_REQUIRED ACTION_
Each line below should be copied exactly as it stands.

━━ RECORDS SHOWN ━━

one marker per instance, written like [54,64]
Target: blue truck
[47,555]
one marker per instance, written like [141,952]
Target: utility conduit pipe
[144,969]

━━━

_OUTPUT_
one marker per instance, written like [54,64]
Target: blue truck
[47,555]
one marker per instance, written like [141,952]
Target: utility conduit pipe
[144,969]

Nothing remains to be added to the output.